-- Begin SUPPLIED ENTRIES --
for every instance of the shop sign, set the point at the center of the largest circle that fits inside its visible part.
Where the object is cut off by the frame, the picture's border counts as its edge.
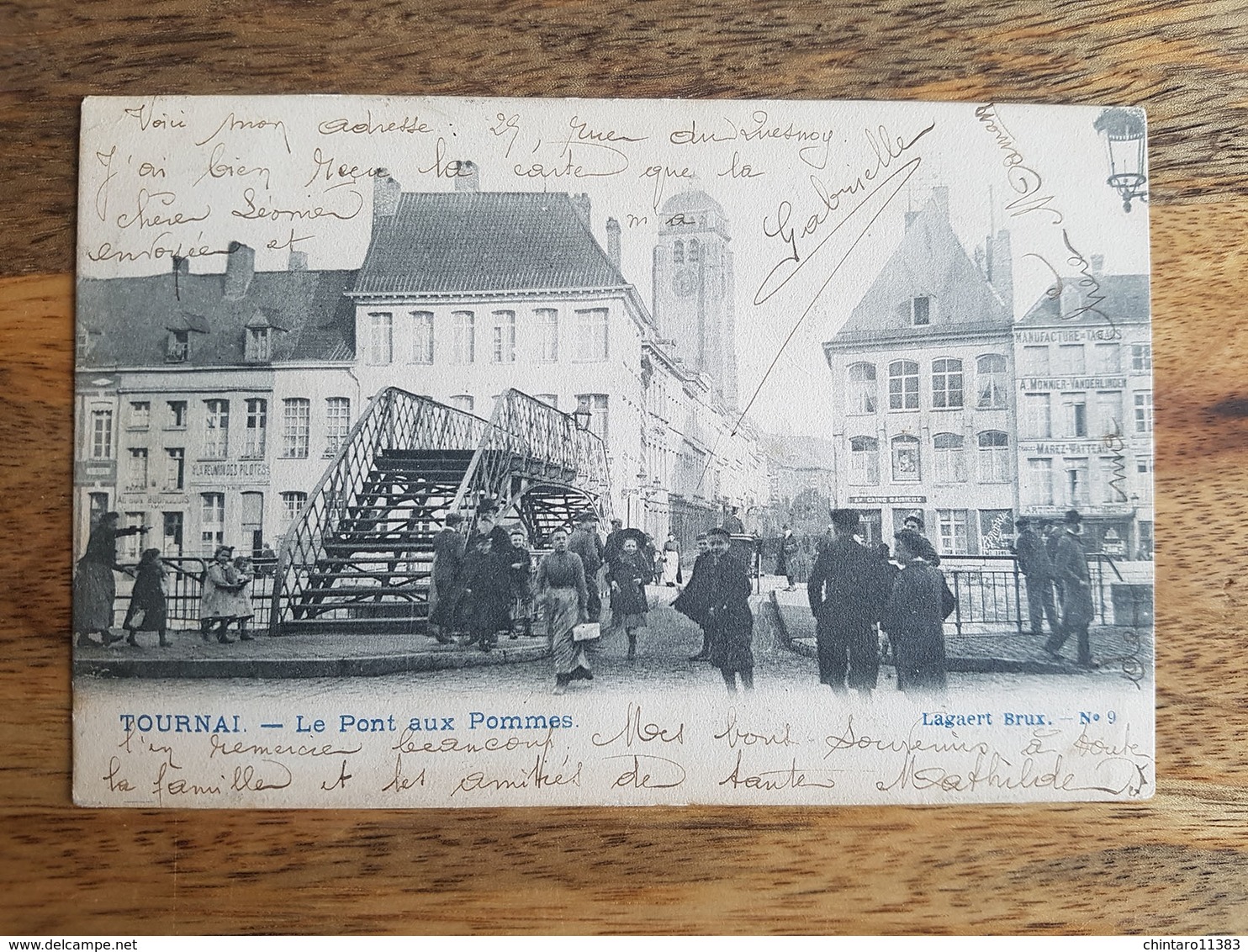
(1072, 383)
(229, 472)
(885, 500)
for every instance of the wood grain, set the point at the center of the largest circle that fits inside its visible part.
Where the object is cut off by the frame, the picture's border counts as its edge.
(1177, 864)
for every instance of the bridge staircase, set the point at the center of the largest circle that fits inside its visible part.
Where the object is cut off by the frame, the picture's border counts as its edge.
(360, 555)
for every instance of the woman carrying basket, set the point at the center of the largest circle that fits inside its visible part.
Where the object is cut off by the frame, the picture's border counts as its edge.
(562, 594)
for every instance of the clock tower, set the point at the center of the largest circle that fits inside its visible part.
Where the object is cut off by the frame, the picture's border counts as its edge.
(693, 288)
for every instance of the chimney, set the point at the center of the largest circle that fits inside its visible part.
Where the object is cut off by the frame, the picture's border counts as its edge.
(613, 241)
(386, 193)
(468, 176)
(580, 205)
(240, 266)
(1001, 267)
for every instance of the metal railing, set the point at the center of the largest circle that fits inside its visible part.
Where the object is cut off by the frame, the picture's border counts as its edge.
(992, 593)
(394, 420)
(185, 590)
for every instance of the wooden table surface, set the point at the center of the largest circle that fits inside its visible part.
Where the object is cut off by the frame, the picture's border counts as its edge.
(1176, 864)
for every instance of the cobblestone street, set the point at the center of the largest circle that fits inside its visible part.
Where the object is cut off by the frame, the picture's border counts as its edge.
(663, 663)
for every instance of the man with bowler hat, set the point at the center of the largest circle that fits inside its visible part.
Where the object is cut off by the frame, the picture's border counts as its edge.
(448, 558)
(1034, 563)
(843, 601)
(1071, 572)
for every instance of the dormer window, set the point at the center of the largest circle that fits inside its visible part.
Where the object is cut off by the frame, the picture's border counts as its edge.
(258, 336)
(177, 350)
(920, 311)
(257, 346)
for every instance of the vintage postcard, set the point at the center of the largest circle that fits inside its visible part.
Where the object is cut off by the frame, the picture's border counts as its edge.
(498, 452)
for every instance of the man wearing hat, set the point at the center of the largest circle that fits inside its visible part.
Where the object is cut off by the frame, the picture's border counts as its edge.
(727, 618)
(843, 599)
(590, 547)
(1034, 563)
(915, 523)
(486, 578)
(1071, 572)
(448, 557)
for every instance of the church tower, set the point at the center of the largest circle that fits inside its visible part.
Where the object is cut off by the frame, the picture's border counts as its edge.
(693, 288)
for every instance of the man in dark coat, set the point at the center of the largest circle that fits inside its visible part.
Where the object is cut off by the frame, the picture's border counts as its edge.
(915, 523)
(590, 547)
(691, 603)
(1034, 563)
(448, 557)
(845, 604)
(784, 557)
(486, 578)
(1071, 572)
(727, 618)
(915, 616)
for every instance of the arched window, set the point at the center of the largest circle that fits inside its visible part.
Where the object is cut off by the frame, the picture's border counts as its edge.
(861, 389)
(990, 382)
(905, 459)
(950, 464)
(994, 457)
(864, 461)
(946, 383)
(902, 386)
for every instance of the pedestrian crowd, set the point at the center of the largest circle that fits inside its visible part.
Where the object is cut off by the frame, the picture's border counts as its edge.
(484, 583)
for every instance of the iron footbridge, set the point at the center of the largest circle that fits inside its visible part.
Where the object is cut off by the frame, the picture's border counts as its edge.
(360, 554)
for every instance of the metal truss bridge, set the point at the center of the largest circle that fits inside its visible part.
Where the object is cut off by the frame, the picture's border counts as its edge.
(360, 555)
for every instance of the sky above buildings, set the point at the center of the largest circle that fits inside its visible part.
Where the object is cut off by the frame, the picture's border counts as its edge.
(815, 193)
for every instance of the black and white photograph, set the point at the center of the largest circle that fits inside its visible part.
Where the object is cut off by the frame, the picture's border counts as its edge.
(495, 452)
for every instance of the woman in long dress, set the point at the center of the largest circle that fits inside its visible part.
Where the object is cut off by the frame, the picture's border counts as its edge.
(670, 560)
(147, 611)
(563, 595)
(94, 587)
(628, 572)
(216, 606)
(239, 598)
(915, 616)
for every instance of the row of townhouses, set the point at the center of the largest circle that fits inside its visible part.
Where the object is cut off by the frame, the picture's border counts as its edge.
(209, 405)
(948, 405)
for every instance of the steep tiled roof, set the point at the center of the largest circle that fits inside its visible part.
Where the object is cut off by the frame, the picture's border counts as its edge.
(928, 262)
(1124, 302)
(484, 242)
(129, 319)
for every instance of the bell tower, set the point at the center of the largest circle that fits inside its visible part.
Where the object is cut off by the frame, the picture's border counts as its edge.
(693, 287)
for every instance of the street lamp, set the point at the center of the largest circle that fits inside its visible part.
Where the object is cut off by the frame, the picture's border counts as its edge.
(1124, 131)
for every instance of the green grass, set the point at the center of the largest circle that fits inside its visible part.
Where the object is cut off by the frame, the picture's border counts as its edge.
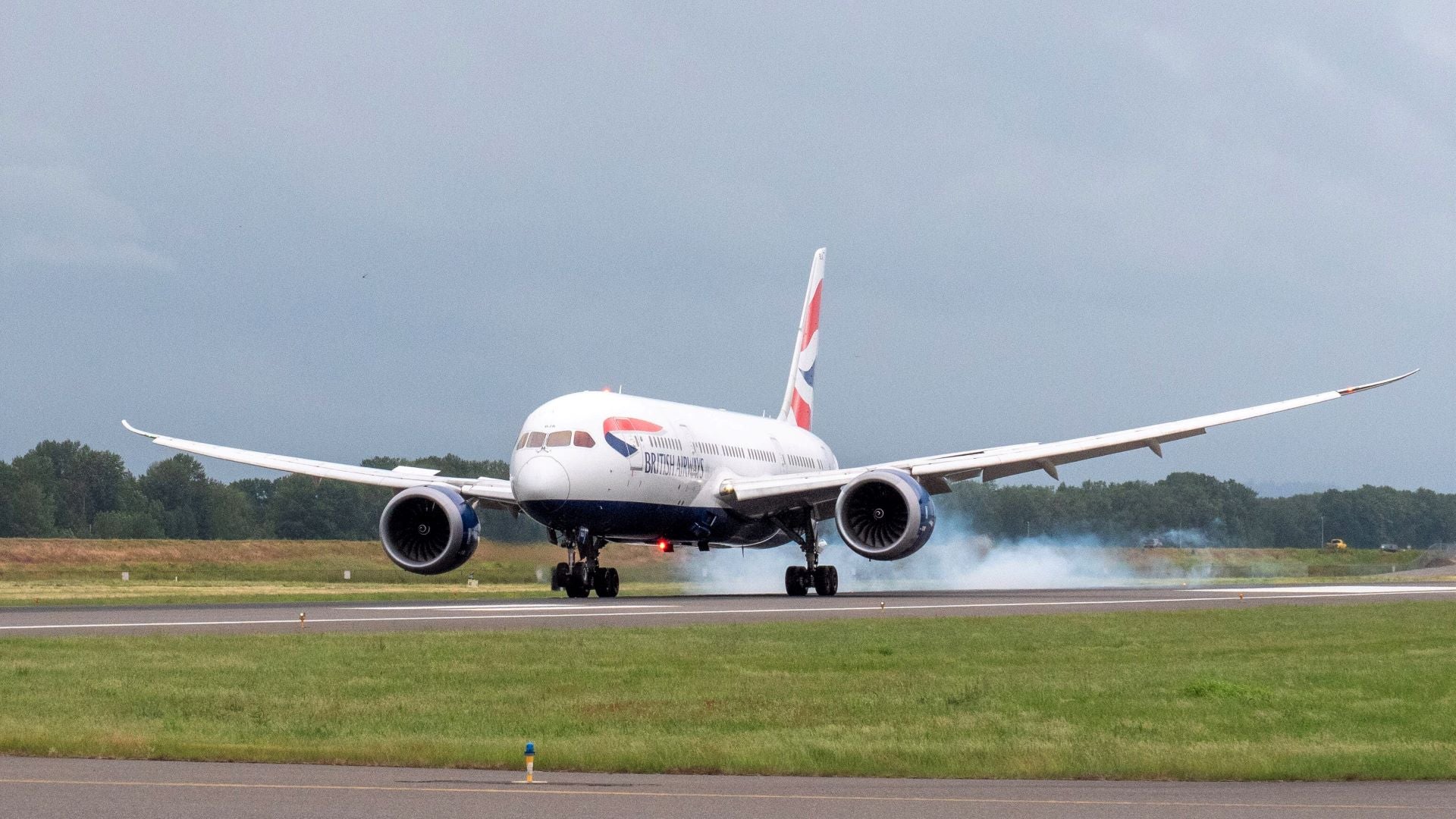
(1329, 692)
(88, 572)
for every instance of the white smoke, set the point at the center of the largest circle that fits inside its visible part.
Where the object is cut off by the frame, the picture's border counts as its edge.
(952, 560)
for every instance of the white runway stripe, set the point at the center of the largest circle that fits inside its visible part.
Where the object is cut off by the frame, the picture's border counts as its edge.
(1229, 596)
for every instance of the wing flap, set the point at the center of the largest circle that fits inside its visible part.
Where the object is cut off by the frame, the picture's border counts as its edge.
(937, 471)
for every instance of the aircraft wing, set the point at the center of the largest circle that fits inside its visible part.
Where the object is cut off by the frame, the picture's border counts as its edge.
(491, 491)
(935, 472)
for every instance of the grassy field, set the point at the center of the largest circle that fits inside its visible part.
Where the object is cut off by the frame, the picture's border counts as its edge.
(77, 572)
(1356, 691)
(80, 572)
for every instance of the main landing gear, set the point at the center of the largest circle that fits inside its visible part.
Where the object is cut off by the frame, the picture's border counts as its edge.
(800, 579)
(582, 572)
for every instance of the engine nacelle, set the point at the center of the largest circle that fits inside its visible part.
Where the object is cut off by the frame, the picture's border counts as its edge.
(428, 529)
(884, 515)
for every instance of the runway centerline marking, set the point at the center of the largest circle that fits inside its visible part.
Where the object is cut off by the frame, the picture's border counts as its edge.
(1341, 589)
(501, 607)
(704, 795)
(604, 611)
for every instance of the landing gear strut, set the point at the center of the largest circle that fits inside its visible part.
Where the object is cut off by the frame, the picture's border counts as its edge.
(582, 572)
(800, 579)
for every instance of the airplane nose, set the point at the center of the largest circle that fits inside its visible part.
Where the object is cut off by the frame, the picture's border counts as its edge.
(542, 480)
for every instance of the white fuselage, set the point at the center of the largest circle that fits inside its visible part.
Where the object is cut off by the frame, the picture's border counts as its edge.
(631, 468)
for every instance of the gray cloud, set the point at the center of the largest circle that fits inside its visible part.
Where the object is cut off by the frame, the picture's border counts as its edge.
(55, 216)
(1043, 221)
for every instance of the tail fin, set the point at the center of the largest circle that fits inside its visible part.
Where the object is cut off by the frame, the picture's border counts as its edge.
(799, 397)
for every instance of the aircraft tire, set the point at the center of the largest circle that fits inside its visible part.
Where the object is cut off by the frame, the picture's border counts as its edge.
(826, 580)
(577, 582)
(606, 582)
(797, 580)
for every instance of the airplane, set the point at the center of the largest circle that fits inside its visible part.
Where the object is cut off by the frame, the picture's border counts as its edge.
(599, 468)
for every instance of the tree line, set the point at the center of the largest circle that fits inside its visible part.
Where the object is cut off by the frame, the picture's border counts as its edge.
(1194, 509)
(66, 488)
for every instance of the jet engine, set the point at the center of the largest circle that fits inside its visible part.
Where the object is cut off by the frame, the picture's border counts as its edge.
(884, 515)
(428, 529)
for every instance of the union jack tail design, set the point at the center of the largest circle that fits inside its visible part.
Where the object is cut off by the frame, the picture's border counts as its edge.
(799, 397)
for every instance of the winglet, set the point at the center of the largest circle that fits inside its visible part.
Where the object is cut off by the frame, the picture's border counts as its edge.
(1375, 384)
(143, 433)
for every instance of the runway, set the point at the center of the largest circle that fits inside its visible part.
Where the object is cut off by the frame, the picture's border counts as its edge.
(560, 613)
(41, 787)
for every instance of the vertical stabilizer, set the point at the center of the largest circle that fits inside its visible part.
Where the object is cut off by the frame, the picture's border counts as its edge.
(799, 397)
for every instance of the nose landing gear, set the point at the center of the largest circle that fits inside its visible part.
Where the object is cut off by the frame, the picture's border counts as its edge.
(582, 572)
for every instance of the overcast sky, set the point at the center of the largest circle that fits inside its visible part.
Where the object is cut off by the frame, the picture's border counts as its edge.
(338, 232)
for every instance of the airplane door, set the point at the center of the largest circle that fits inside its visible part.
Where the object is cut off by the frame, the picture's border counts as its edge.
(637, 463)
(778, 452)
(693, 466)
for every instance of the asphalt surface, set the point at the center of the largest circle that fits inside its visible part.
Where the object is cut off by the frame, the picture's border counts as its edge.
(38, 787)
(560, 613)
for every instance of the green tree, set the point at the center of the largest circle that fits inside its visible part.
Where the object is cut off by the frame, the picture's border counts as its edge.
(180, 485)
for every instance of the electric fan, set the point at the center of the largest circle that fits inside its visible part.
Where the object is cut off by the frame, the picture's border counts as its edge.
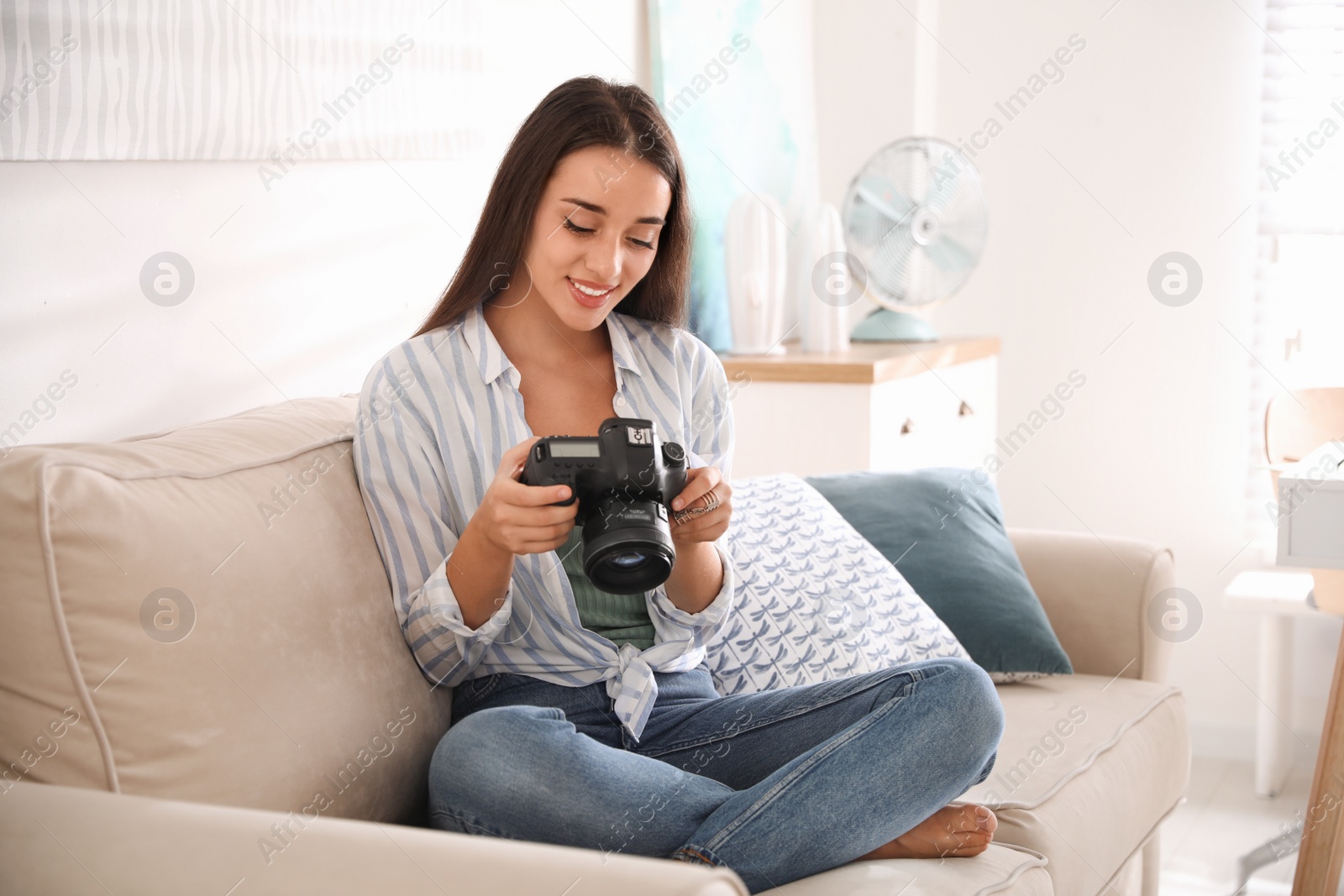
-- End SUPPLIED ENTRIES --
> **GOAL**
Give the lines from the one containing "for every instance of the electric" through the last line above as a JSON list of strings, one string per line, with blank lines left out. Leave the pictures out of the answer.

> **THE RESPONSE**
[
  "for every instance of the electric fan, set the point at the center of the largest circle that fits inside its visible part.",
  "Where the object is cut off by the frame, the picture's border counts as its edge."
]